◆ Reading text
——
Contribution of nuclease to the pathogenesis of Aeromonas hydrophila

Abstract

Aeromonas hydrophila is a gram-negative bacterium that is widely distributed in aquatic environments and can cause septicemia in both fish and humans. However, the underlying mechanisms leading to severe infection are not well understood. In this study, an A. hydrophila nuclease (ahn) deletion mutant was constructed to investigate its contribution to pathogenesis. This mutant did not differ from the wild-type strain in terms of its growth or hemolytic phenotype. However, the ahn-deficient mutant was more susceptible to being killed by fish macrophages and mouse blood in vitro. Furthermore, evidence obtained using both fish and murine infection models strongly indicated that the inactivation of Ahn impaired the ability of A. hydrophila to evade innate immune clearance in vivo. More importantly, the virulence of the mutant was attenuated in both fish and mice, with reductions in dissemination capacities and mortality rates. These findings implicate Ahn in A. hydrophila virulence, with important functions in evading innate immune defenses.

Keywords: Aeromonas hydrophila; nuclease; pathogenesis.

Figure 1.

Construction and phenotypic characterization of the Δahn mutant and the complement strain, CΔahn. (A) Strategy for the deletion of ahn by homologous recombination. (B) Growth curves of the WT, Δahn and CΔahn strains. (C) β-Hemolytic phenotype of the strains grown on sheep's blood agar. (D) Scanning electron microscopic pictures of different strains (scale bar = 1 μm).

Figure 2.

Effect of Ahn deletion as determined by bactericidal assays. (A) Percentage of CFUs following 1 h of incubation with head-kidney macrophages. (B) Percentage of CFUs following 1 h of incubation at 37°C with heparinized mouse blood. The experiments were performed 3 times independently. The data shown were obtained from a representative experiment. *P < 0.05.

Figure 3.

Role of Ahn in resistance against clearance in vivo. (A) Severe accumulation of ascites in the abdomen of a blunt snout bream (Megalobrama amblycephala) infected with A. hydrophila. Scale bar = 1 cm. (B) Bacterial loads recovered from fish ascites after 24 h post-i.p. inoculation. (C) In vivo competitive indices of Δahn versus the WT strain in fish abdominal cavity and mouse air sac infection models.

Figure 4.

Inactivation of ahn impairs A. hydrophila systemic dissemination. (A) Numbers of viable A. hydrophila bacteria in mouse blood at 24 h after i.p.inoculation. Numbers of viable A. hydrophila bacteria in fish kidneies (B) and livers (C) at 24 h after i.p. inoculation. (D) Pathological examination of kidneies of fish infected with the indicated A. hydrophila strains. The arrow indicates renal tubular cell swelling. Scale bar = 200 μm.

Figure 5.

Ahn contributes to the virulence of A. hydrophila. (A) Survival curves for fish challenged with A. hydrophila wild-type and deletion strains. (B) Survival curves for mice challenged with A. hydrophila.
——
◆ Listed entries

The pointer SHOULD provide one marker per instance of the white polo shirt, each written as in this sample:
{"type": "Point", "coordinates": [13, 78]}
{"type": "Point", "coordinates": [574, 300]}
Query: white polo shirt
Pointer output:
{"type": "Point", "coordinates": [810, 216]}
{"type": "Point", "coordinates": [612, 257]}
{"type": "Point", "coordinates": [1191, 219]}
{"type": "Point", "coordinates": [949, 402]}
——
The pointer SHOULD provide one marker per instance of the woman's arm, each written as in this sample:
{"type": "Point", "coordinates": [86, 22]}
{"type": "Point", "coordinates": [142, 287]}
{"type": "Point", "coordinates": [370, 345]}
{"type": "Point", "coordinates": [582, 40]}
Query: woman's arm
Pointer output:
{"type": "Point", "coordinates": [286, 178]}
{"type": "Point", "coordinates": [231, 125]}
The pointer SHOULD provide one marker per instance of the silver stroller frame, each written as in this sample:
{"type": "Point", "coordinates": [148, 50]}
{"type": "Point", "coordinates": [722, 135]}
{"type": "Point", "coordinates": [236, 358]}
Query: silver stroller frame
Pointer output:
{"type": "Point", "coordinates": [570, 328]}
——
◆ Problem description
Check each statement against the text on Aeromonas hydrophila nuclease. Answer yes or no for each, quoting the words that decide it.
1. The ahn deletion mutant grew differently from the wild-type strain.
2. The bactericidal assays were carried out three times independently.
3. Bacterial loads were recovered from fish ascites 48 hours after inoculation.
The listing is not needed for this task.

◆ Response box
1. No: "This mutant did not differ from the wild-type strain in terms of its growth or hemolytic phenotype."
2. Yes: "The experiments were performed 3 times independently."
3. No: "Bacterial loads recovered from fish ascites after 24 h post-i.p. inoculation."